→ Task statement: Copy the records below verbatim, from the line with "Can you see the guitar fretboard" up to and including the line with "column 198, row 691".

→ Available data:
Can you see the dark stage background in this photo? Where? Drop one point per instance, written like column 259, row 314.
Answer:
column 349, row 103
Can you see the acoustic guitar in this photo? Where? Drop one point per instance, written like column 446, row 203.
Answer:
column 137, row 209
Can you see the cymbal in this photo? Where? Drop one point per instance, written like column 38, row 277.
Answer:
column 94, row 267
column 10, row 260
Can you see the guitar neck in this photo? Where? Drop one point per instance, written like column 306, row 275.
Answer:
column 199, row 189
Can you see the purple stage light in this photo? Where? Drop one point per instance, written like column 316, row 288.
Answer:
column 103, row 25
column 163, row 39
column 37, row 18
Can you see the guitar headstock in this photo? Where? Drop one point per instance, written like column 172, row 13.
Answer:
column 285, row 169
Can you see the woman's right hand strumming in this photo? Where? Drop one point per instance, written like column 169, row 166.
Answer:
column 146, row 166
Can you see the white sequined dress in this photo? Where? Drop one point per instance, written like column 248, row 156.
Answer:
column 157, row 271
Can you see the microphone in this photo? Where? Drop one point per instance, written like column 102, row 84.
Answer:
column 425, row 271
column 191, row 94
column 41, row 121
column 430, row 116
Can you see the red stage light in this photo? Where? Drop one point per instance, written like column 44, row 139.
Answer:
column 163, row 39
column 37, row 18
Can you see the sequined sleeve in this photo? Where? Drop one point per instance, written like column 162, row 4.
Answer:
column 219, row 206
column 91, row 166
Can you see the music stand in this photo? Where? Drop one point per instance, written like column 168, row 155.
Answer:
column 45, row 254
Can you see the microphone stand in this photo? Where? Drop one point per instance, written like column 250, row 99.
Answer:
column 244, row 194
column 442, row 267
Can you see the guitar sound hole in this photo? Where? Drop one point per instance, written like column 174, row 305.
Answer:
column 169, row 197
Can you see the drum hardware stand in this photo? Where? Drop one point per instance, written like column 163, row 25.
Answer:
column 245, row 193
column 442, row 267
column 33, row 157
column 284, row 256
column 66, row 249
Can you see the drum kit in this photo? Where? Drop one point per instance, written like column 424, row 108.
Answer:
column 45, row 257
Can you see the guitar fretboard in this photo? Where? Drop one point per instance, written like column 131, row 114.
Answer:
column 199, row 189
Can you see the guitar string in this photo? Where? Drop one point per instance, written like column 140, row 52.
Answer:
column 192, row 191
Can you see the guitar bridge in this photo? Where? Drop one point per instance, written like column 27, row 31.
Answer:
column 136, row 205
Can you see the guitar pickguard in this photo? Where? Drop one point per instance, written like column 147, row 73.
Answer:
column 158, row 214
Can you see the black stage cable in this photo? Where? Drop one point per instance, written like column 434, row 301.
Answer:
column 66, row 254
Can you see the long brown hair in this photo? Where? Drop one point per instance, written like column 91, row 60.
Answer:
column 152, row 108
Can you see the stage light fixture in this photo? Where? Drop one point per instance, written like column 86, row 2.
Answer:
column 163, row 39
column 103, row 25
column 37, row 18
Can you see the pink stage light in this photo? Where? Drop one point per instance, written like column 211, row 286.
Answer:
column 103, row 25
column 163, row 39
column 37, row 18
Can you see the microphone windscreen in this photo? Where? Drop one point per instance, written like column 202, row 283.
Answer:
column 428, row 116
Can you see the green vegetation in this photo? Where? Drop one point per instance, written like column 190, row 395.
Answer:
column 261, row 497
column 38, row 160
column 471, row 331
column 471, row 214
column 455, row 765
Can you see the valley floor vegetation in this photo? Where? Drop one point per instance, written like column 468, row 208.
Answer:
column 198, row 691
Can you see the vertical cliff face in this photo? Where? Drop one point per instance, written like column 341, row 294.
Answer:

→ Expected answer:
Can you see the guitar fretboard in this photo? Where? Drop one point per instance, written like column 131, row 114.
Answer:
column 199, row 189
Can you see the guitar string in this photo? Where? Drop one point per instance, written like column 140, row 52.
Answer:
column 192, row 191
Can you see the guitar bridge in this photo? Where? Drop one point per instance, written like column 27, row 31.
Answer:
column 136, row 205
Can you see the guitar pickguard in this photo? Where? Drop one point per instance, written like column 147, row 73.
Answer:
column 158, row 214
Can you see the black stage cable in this photo? Where? Drop one point per instance, written like column 434, row 301.
Answer:
column 66, row 254
Can you see the long brown hair in this photo? Where? Drop one point per instance, written like column 91, row 60.
Answer:
column 152, row 108
Can you see the stage light fixture in this photo? Where? Drop one point per instance, written like column 86, row 2.
Answer:
column 163, row 39
column 103, row 25
column 37, row 18
Can you see the pink stage light in this photo? Where? Drop one point per instance, written like column 211, row 286.
Answer:
column 103, row 25
column 163, row 39
column 37, row 18
Can you see the microphone windscreen in this photo? Where? Drop one point per instance, written like column 202, row 283.
Answer:
column 428, row 116
Can you see the green vegetation in this photo? Where? Drop one point per instance, written like column 190, row 395.
Answer:
column 261, row 497
column 38, row 160
column 471, row 331
column 471, row 214
column 455, row 765
Can you see the valley floor vegetation in this photo? Where? Drop one point per instance, written like column 468, row 208.
Answer:
column 198, row 691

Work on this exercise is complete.